Inizia oggi l’appuntamento con ‘Dal seme al piatto’, una rubrica di approfondimento legata alle antiche varietà coltivate nel genovesato e nata dalla collaborazione tra il contadino genovese Marco Loconte e la classe 3B dell’Istituto Bergese, EV percorso di Esperto in valorizzazione dei prodotti enogastronomici del territorio ligure avviato in via sperimentale con camera di commercio di Genova e il marchio Liguria Gourmet.
Ogni mese la scoperta di un’antica varietà con ricette della tradizione e spunti di riflessione sulle coltivazioni storiche genovesi accompagneranno i lettori a scoprire la storia dell’agricoltura all’ombra della Lanterna.
Che sia panissa, farinata o ceci in zemin, è impossibile non pensare al cece come elemento tra i più apprezzati e impiegati nell’alimentazione ligure.

--------

Richiesta 1
Elenca tutte le preparazioni a base di ceci che il brano cita come tipiche dell'alimentazione ligure.
Il brano e i record non hanno alcun legame tra loro.

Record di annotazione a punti
--------

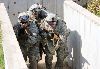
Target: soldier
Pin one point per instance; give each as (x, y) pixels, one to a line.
(60, 29)
(33, 38)
(21, 35)
(37, 13)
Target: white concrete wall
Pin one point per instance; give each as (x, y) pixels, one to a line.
(12, 54)
(14, 7)
(84, 39)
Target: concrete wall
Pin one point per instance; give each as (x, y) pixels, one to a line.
(14, 7)
(12, 53)
(84, 39)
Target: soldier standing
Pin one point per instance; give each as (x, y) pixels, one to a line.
(60, 29)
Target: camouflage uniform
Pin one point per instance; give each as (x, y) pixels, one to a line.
(62, 51)
(33, 39)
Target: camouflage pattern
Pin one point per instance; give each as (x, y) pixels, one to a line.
(33, 40)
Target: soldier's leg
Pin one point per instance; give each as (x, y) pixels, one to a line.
(48, 60)
(33, 57)
(41, 50)
(60, 58)
(24, 52)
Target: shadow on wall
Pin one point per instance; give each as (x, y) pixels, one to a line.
(76, 59)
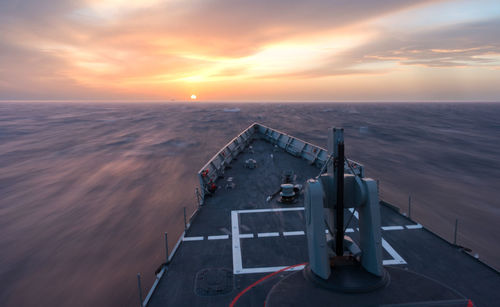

--------

Richiesta 2
Trascrivi la parte dei record che si apre con la riga contenente "Target: shadow on wall" e arriva fino alla fine dei record, entrambi gli estremi compresi. Lascia fuori le immagini.

Risposta 1
- panissa
- farinata
- ceci in zemin

Risposta 2
Target: shadow on wall
Pin one point per instance; give each as (x, y) pixels, one to a line.
(76, 59)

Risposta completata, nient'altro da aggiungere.